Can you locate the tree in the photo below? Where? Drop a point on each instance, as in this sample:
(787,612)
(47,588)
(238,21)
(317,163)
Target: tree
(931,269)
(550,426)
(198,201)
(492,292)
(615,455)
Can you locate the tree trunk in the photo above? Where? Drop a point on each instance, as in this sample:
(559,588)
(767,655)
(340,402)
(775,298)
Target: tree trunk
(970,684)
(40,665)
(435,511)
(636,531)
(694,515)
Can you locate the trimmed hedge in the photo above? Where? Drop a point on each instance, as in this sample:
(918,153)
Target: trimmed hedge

========

Each line in the listing that contains "above" should be returned.

* Final answer
Can you locate the tree trunk in the photo above? Where? Drop a point on each instance, as in this sample:
Can you locate the trimmed hedge in the photo above? Where? Drop a point on each instance, as in this sample:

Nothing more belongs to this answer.